-- start Given records --
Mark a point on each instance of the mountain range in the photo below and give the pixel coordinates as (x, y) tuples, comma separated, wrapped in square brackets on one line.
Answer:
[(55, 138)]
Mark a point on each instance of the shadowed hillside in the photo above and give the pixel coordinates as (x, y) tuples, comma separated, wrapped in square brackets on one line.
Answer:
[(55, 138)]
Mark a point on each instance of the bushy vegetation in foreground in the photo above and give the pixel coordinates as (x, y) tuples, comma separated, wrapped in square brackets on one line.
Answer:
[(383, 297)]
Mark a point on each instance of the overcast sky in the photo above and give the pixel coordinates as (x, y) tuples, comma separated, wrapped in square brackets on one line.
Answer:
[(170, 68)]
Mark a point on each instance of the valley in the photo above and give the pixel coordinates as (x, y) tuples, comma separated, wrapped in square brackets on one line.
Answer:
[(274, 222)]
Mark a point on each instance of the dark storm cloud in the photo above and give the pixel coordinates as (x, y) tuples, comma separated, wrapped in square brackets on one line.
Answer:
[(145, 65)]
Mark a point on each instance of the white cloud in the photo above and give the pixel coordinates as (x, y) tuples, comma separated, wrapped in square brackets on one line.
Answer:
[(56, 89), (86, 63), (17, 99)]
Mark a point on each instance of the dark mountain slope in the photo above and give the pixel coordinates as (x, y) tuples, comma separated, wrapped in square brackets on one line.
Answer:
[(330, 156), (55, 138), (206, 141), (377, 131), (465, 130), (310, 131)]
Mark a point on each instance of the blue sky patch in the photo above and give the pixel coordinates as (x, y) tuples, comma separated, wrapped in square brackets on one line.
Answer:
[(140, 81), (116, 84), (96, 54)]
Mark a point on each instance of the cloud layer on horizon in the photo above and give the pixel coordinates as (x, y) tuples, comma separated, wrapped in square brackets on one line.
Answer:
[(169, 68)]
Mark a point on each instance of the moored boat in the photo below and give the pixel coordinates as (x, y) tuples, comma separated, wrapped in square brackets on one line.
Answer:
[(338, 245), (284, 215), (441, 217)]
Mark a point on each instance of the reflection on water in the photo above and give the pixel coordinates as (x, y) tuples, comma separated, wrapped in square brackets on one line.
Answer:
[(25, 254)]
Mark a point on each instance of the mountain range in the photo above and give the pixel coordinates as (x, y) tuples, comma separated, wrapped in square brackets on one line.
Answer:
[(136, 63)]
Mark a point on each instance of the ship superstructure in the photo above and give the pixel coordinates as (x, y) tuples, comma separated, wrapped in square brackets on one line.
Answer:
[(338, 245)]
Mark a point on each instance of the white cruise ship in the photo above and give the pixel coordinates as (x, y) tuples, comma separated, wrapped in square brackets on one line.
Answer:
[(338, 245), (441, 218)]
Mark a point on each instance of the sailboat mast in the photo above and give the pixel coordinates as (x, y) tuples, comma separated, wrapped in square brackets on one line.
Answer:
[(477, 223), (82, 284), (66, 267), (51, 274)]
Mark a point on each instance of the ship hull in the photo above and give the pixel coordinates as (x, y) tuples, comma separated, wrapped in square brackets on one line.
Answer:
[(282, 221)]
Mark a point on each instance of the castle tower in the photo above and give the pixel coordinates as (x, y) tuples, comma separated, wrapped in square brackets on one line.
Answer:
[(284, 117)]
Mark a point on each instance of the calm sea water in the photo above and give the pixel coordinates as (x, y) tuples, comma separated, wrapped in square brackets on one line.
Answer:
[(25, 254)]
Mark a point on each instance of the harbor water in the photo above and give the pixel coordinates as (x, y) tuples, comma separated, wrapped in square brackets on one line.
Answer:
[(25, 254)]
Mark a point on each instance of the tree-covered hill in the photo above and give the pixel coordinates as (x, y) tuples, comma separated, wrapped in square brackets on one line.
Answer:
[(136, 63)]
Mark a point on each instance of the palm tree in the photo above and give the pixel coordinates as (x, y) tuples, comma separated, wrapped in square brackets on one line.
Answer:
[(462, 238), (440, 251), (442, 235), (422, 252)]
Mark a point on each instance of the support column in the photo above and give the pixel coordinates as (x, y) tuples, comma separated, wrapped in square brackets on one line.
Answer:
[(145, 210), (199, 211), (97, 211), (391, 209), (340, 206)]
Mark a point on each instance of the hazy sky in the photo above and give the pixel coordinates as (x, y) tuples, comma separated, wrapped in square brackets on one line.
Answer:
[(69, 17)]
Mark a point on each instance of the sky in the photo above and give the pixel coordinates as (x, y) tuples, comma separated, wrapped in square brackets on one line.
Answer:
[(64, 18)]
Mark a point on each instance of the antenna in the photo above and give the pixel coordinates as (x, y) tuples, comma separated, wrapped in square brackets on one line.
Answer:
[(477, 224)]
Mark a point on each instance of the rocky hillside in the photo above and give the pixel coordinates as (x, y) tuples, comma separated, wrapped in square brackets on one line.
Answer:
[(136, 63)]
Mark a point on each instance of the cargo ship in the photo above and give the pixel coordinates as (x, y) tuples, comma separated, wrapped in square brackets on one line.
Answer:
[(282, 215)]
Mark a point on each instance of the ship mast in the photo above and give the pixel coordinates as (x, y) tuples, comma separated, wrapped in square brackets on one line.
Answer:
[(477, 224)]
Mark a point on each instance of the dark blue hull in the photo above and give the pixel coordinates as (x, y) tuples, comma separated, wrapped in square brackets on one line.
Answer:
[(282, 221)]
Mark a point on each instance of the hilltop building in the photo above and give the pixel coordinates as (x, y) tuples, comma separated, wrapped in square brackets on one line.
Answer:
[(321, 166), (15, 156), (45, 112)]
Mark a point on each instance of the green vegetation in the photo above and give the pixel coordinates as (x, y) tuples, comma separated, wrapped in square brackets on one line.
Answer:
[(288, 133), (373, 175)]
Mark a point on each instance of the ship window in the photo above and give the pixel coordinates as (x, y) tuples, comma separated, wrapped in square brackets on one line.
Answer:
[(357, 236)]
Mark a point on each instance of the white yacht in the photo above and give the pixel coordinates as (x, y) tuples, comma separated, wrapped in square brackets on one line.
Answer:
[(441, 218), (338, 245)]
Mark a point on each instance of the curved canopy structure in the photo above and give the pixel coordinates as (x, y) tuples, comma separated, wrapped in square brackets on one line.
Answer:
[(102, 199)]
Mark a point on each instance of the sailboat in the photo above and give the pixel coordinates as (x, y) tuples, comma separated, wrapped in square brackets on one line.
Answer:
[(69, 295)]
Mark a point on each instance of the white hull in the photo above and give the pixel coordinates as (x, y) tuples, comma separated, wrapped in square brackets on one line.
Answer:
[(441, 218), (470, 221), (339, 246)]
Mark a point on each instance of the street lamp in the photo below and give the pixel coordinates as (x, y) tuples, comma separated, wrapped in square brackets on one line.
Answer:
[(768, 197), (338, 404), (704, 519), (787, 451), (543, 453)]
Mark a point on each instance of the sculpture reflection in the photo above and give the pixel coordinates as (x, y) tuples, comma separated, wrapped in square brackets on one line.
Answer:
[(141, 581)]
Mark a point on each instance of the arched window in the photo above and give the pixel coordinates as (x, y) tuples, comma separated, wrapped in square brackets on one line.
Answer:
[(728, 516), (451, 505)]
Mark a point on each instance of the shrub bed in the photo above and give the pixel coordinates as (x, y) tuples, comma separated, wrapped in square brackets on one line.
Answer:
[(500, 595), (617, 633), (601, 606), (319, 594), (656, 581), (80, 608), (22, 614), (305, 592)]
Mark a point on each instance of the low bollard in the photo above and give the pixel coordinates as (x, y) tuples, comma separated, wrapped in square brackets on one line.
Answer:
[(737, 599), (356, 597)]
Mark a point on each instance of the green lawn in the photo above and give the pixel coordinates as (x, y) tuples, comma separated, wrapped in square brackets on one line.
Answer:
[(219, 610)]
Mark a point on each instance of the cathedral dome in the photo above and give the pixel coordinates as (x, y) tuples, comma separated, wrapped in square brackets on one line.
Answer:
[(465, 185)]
-- end Given records --
-- start Given records --
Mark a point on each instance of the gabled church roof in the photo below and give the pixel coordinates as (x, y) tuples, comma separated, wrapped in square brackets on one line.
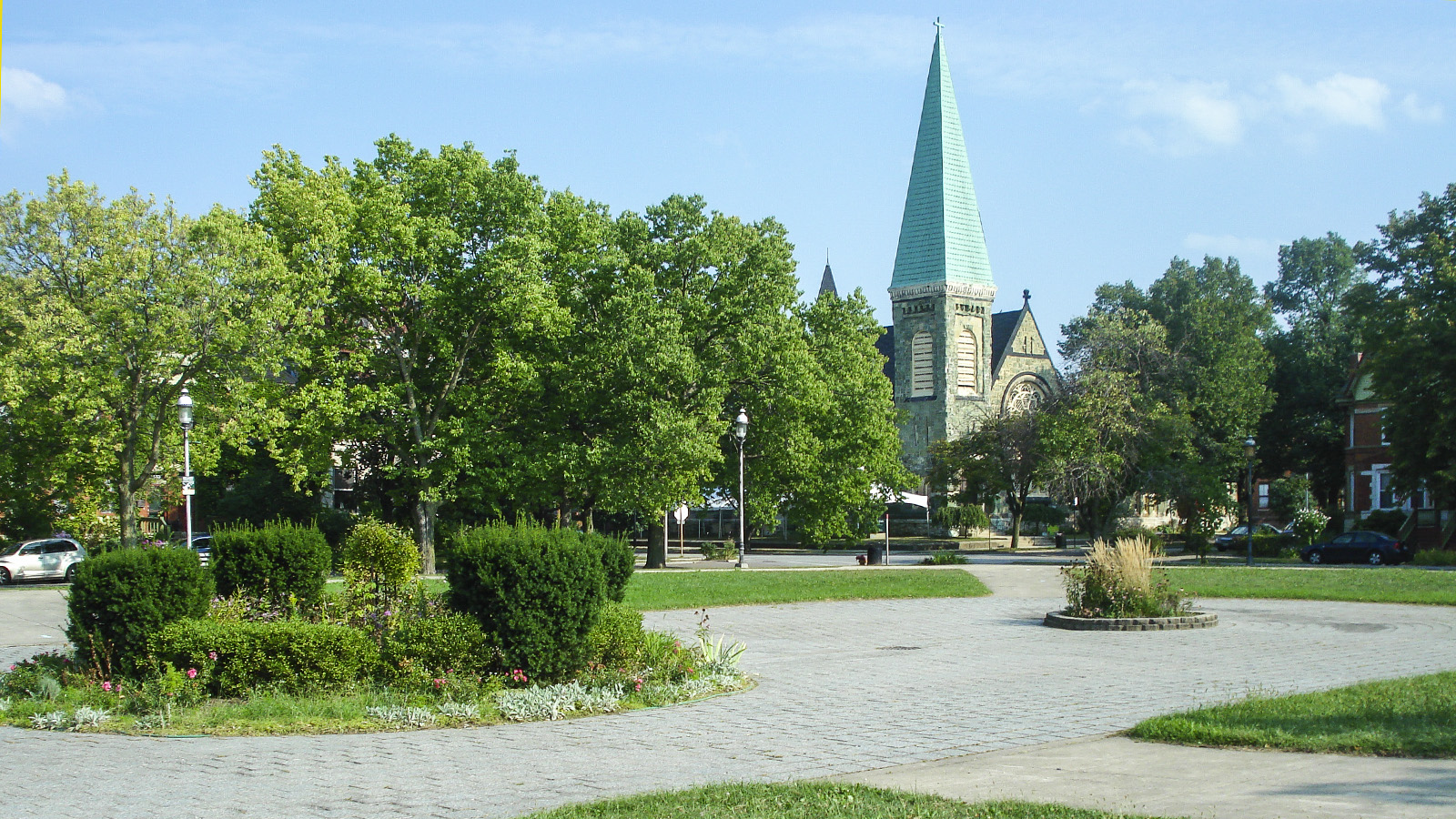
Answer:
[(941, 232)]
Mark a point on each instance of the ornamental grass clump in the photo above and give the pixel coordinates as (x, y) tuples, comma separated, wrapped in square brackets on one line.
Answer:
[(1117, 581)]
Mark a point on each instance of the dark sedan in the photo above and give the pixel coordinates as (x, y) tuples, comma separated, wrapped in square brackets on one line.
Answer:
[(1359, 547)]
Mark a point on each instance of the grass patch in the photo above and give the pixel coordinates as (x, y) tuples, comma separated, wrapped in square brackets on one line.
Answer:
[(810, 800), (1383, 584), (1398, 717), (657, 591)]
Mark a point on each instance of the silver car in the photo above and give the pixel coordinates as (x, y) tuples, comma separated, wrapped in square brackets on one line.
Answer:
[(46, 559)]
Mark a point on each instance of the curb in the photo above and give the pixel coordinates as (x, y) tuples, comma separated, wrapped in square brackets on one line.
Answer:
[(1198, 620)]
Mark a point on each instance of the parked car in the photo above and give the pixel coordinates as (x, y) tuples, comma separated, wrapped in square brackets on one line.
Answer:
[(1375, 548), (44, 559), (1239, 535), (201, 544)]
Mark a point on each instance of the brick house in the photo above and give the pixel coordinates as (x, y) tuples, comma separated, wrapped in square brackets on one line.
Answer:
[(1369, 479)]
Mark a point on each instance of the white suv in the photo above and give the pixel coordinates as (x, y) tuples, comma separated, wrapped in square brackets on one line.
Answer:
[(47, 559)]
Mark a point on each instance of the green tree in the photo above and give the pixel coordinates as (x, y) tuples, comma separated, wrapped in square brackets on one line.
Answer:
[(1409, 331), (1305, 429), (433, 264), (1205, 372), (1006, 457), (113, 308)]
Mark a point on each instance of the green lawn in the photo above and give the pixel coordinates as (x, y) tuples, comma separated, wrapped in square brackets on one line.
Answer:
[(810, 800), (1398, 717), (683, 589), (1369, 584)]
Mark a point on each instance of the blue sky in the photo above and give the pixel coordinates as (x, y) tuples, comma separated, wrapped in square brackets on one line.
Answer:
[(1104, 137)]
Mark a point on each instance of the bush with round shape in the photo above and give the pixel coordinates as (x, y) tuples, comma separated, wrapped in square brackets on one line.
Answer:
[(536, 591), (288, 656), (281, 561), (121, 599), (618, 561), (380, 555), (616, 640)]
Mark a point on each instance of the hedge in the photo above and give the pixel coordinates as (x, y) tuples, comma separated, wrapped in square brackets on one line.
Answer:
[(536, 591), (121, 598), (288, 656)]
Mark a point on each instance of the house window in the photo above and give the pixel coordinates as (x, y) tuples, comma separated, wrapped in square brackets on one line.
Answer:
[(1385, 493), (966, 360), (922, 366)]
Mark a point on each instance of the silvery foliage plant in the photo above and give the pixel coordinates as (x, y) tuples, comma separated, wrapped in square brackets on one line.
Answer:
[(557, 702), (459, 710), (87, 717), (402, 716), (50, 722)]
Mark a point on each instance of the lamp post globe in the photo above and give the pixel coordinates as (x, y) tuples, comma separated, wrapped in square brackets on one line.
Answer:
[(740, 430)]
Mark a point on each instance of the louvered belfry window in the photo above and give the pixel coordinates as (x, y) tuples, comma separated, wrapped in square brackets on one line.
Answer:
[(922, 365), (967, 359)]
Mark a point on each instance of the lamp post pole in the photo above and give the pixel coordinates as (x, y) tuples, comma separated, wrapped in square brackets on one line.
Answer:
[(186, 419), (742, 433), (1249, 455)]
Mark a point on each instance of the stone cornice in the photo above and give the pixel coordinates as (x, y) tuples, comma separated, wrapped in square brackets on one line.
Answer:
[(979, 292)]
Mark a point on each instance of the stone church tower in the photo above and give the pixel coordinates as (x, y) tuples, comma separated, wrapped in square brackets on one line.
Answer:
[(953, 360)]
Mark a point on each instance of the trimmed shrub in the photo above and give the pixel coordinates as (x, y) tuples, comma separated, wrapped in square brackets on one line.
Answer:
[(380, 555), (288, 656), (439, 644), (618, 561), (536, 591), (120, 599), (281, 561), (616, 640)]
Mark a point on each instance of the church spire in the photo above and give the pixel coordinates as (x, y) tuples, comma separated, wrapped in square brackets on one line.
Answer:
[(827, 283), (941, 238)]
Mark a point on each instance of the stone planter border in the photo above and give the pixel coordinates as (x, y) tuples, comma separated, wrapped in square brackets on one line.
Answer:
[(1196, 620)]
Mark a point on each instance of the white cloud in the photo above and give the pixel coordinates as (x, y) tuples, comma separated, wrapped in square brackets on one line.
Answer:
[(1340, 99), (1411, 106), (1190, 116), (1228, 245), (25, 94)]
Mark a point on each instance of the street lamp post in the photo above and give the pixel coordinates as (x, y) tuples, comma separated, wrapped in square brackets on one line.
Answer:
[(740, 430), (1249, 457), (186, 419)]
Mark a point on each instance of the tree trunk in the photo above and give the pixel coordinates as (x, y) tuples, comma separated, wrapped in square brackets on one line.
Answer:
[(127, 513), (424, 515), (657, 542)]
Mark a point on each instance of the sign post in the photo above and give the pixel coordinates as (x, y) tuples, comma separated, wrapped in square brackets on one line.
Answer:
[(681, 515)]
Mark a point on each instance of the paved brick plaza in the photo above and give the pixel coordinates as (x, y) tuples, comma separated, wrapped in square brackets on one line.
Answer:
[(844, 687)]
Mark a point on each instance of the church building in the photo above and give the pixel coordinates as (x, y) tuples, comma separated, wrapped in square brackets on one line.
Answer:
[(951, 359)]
-- end Given records --
What is expected:
Pick out every line in the items above that contains the word "brick", and copy each of those lines in full.

The reply:
Mark a point on each instance of the brick house in the photo above and give the pixel coordinates as (x, y) tuples, comma separated, wrapped in square brackets on one line.
Mark a point on each instance of the paved brick plaza in the photo above and give the pixel coordinates as (x, y) tuples, comma separated, wrapped in square brackets on one line.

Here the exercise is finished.